Given request. Copy every item below verbatim, omitting the pictures.
[BEGIN Data excerpts]
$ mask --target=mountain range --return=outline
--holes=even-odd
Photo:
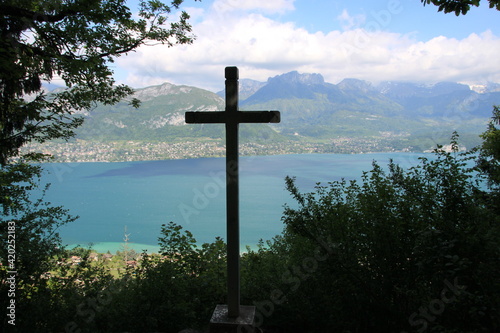
[[[328,142],[383,138],[395,149],[424,150],[447,143],[458,131],[466,146],[479,143],[492,106],[500,104],[500,84],[470,87],[453,82],[424,85],[358,79],[338,84],[321,74],[296,71],[267,82],[242,79],[240,110],[279,110],[281,123],[243,124],[242,142]],[[224,110],[224,91],[164,83],[137,89],[142,101],[98,106],[84,115],[77,138],[89,141],[219,140],[223,125],[186,125],[185,111]]]

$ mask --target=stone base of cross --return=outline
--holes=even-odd
[[[186,112],[188,124],[226,125],[226,214],[227,214],[227,308],[218,306],[216,312],[226,311],[230,322],[241,318],[240,306],[240,229],[239,229],[239,165],[238,125],[240,123],[279,123],[279,111],[238,111],[238,68],[226,67],[226,110]],[[245,307],[245,311],[248,308]],[[255,312],[255,309],[253,310]],[[252,319],[253,320],[253,319]],[[237,321],[237,320],[236,320]]]

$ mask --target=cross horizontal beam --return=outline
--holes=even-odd
[[[186,112],[188,124],[279,123],[279,111],[197,111]]]

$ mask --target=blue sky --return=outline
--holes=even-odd
[[[136,88],[170,82],[212,91],[223,88],[225,66],[259,81],[298,70],[331,83],[500,82],[500,12],[481,2],[457,17],[420,0],[188,0],[193,45],[144,46],[113,69]]]

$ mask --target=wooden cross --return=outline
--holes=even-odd
[[[226,218],[228,316],[240,314],[240,227],[238,180],[238,125],[279,123],[279,111],[238,111],[238,68],[226,67],[226,110],[186,112],[188,124],[226,124]]]

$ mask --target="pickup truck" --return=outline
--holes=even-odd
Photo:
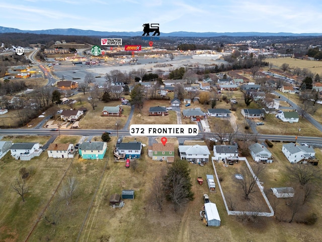
[[[207,194],[203,195],[203,201],[204,203],[208,203],[210,202],[210,200],[209,200],[209,197]]]

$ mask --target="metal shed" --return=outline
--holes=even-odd
[[[220,226],[220,217],[216,204],[213,203],[205,203],[205,215],[207,226]]]
[[[122,190],[122,199],[134,199],[134,190]]]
[END Data excerpts]
Completed exercise.
$ mask --target=mountain range --return=outline
--holes=even-odd
Photo:
[[[328,142],[383,138],[395,149],[424,150],[447,143],[458,131],[466,146],[479,143],[492,106],[500,104],[500,84],[470,87],[453,82],[424,85],[358,79],[338,84],[321,74],[296,71],[267,82],[242,79],[240,110],[279,110],[281,123],[243,124],[242,142]],[[224,110],[224,91],[164,83],[137,89],[142,101],[98,106],[84,115],[77,138],[89,141],[219,140],[223,125],[186,125],[185,111]]]

$ mask --target=stone base of cross --return=outline
--holes=even-odd
[[[186,112],[188,124],[226,125],[226,214],[227,214],[227,308],[218,306],[216,312],[226,311],[230,322],[241,318],[240,306],[240,229],[239,229],[239,165],[238,125],[240,123],[279,123],[279,111],[238,111],[238,68],[226,67],[226,110]],[[245,307],[245,311],[248,308]],[[255,312],[255,309],[253,310]],[[252,319],[253,320],[253,319]],[[237,321],[237,320],[236,320]]]

$ mask --target=cross horizontal beam --return=outline
--holes=even-odd
[[[186,112],[188,124],[279,123],[279,111],[197,111]]]

$ mask --target=blue sky --return=outline
--holes=even-odd
[[[136,88],[170,82],[212,91],[223,88],[225,66],[259,81],[298,70],[331,83],[500,82],[500,12],[481,2],[457,17],[420,0],[188,0],[193,45],[144,46],[113,69]]]

$ mask --target=wooden cross --return=outline
--holes=even-odd
[[[226,218],[228,316],[240,314],[240,227],[238,180],[238,125],[279,123],[279,111],[238,111],[238,68],[226,67],[226,110],[186,112],[188,124],[226,124]]]

$ mask --target="pickup truck" --return=outline
--holes=even-odd
Photo:
[[[207,194],[203,195],[203,201],[204,203],[208,203],[210,202],[210,200],[209,200],[209,197]]]

$ mask --target="metal shed" --return=outline
--holes=even-odd
[[[220,226],[220,217],[216,204],[213,203],[205,203],[205,215],[207,226]]]
[[[122,190],[122,199],[134,199],[134,190]]]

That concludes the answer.